> **What needs to be done**
Skip the pictures. Copy all the rest of the records down exactly.

== Segment start ==

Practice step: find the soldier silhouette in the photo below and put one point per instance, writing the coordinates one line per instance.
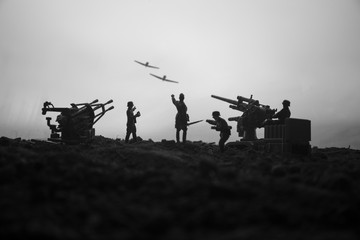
(281, 115)
(131, 120)
(222, 126)
(181, 118)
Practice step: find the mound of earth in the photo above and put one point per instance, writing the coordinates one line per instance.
(163, 190)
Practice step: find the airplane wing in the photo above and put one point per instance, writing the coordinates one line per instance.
(156, 76)
(140, 63)
(169, 80)
(152, 66)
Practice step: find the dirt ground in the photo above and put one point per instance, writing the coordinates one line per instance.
(163, 190)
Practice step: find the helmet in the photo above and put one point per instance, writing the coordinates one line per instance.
(216, 114)
(286, 102)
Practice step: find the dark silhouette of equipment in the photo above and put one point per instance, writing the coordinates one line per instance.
(292, 136)
(254, 114)
(76, 122)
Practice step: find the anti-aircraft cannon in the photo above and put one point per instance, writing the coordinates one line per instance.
(254, 114)
(76, 122)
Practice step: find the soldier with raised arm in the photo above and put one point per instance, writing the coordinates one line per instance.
(281, 115)
(181, 118)
(131, 120)
(220, 125)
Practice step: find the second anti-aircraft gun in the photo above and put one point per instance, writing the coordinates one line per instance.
(75, 123)
(254, 114)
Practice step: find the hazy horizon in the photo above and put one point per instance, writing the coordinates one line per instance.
(77, 51)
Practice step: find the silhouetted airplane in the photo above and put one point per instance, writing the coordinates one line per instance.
(163, 78)
(146, 64)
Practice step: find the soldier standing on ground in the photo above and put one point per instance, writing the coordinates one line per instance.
(181, 118)
(222, 126)
(131, 120)
(281, 115)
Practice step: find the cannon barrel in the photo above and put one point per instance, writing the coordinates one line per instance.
(233, 119)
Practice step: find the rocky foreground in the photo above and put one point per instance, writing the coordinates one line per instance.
(164, 190)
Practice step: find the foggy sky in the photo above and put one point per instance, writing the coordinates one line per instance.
(76, 51)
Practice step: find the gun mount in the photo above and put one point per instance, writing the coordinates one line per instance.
(75, 123)
(254, 114)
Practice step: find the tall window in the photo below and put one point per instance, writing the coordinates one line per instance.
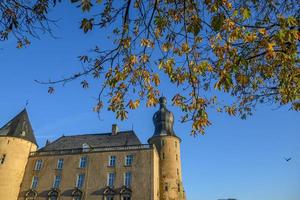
(82, 163)
(111, 179)
(110, 197)
(127, 179)
(80, 180)
(60, 163)
(128, 160)
(38, 165)
(53, 194)
(112, 161)
(34, 182)
(2, 158)
(57, 181)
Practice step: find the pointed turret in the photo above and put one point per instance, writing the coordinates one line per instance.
(16, 142)
(19, 127)
(163, 120)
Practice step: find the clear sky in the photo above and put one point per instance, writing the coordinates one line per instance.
(242, 159)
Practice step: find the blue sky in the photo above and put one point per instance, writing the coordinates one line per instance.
(241, 159)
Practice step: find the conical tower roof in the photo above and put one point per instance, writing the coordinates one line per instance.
(19, 127)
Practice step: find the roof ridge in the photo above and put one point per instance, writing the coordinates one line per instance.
(107, 133)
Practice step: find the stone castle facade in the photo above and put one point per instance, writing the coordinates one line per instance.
(107, 166)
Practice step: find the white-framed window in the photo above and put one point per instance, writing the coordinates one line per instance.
(60, 163)
(57, 181)
(83, 162)
(111, 179)
(2, 159)
(127, 179)
(38, 165)
(112, 161)
(128, 160)
(80, 180)
(34, 182)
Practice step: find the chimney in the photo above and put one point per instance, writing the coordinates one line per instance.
(114, 129)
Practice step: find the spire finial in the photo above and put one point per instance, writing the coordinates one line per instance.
(163, 102)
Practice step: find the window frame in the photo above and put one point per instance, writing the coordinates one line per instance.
(38, 165)
(56, 181)
(112, 161)
(128, 160)
(2, 159)
(128, 179)
(111, 176)
(80, 180)
(83, 162)
(34, 182)
(60, 164)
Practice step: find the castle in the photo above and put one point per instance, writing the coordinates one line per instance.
(107, 166)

== Segment end ==

> **Reply**
Practice step: find the soldier silhouette in the photo below and put one point per instance, writing the coordinates one line per instance.
(281, 115)
(131, 120)
(222, 126)
(181, 118)
Practice step: find the mound of earth in the photo above and put one point per instance, writing the coordinates one line per instance.
(163, 190)
Practice step: find the airplane wing in the photo above and put one point per instance, writing the coordinates one line per instance.
(156, 76)
(140, 63)
(169, 80)
(152, 66)
Practice step: find the dirt ground in the photo above and put one point per instance, writing the coordinates one line per instance.
(163, 190)
Practice step: find the helmet in the photo above and put one point per instance, writing the coordinates one line per instance.
(216, 114)
(286, 102)
Practice step: find the dark silhouette of equipment in the photo above and put one point per instance, writing the coordinates one line per instance.
(292, 136)
(254, 114)
(76, 122)
Practice step: find the anti-aircraft cannon in the photo above and put one point per instance, writing the coordinates one line per instance.
(254, 114)
(76, 122)
Practice step: find the soldier with raised arm in the photo above and put one point per instance, writing the coordinates one line per instance.
(281, 115)
(181, 118)
(131, 120)
(220, 125)
Practice step: find the second anti-aircraft gun in the photo above and put one point per instance, writing the coordinates one line per instance.
(75, 123)
(254, 114)
Practice step: find the hazy horizon in the photo above and put one point per instance, writing the coordinates one line per instance.
(77, 51)
Practice step: find the silhouetted airplane in the photo above and put one point per instance, writing the coordinates one line per instance.
(163, 78)
(146, 64)
Practice step: find the soldier standing on ground in the photo above and put one point per instance, writing the coordinates one line per instance.
(181, 118)
(222, 126)
(131, 120)
(281, 115)
Practice step: find the cannon barrel in the photo above and put one point per instance, writing the coordinates one line per instance.
(233, 119)
Practice step: find the rocky foreground in the photo above and put one point per instance, writing the coordinates one line per instance.
(164, 190)
Practice step: find the foggy sky in the photo above and put one point per instance, writing the coordinates one line per instance.
(76, 51)
Practice step: find the gun mount in the photo above and put one point per instance, writing the coordinates one line per instance.
(75, 123)
(254, 114)
Practice step: find the tall window in the photo below and put one point per instance, writing the coordinates one line per instance.
(82, 163)
(111, 179)
(110, 197)
(127, 179)
(80, 180)
(60, 163)
(128, 160)
(38, 165)
(53, 194)
(112, 161)
(34, 182)
(2, 158)
(57, 181)
Practice step: find the pointed turret in the photo above and put one point per instance, writing the coordinates one line per instance.
(16, 142)
(19, 127)
(163, 120)
Practice step: find the clear sky in the photo above and put one point per instance, writing the coordinates one line per instance.
(242, 159)
Practice step: find the blue sky in the photo above and put one point per instance, writing the coordinates one line per instance.
(241, 159)
Practice step: find the conical tower roof in the photo above and put one point per instance, writing the coordinates one line per instance.
(19, 127)
Practice step: find the roof ridge in the photo above and put one point per instance, writing the coordinates one line per instance.
(107, 133)
Practice step: find the stone castle facade in the photo above and put one point per instance, writing the coordinates one line per instance.
(107, 166)
Practice step: find the white-framed window in the photo above and put one point per instance, writing the coordinates one line per instance.
(60, 163)
(57, 181)
(83, 162)
(111, 179)
(2, 159)
(127, 179)
(38, 165)
(112, 161)
(128, 160)
(80, 180)
(34, 182)
Practice step: find the chimney in the photo above and put one point per instance, writing the coordinates one line per instance.
(114, 129)
Practice step: find the spire finial in the photo above and put one point per instance, writing the coordinates one line per instance.
(163, 102)
Practice step: find the window frame in the photo above and put one point per instance, writing the coordinates one line per instance.
(38, 165)
(56, 181)
(112, 161)
(128, 160)
(2, 159)
(128, 179)
(111, 176)
(80, 180)
(83, 162)
(34, 182)
(60, 164)
Practice step: find the castle in the photo above and put one point per instance, writing the coordinates one line per instance.
(107, 166)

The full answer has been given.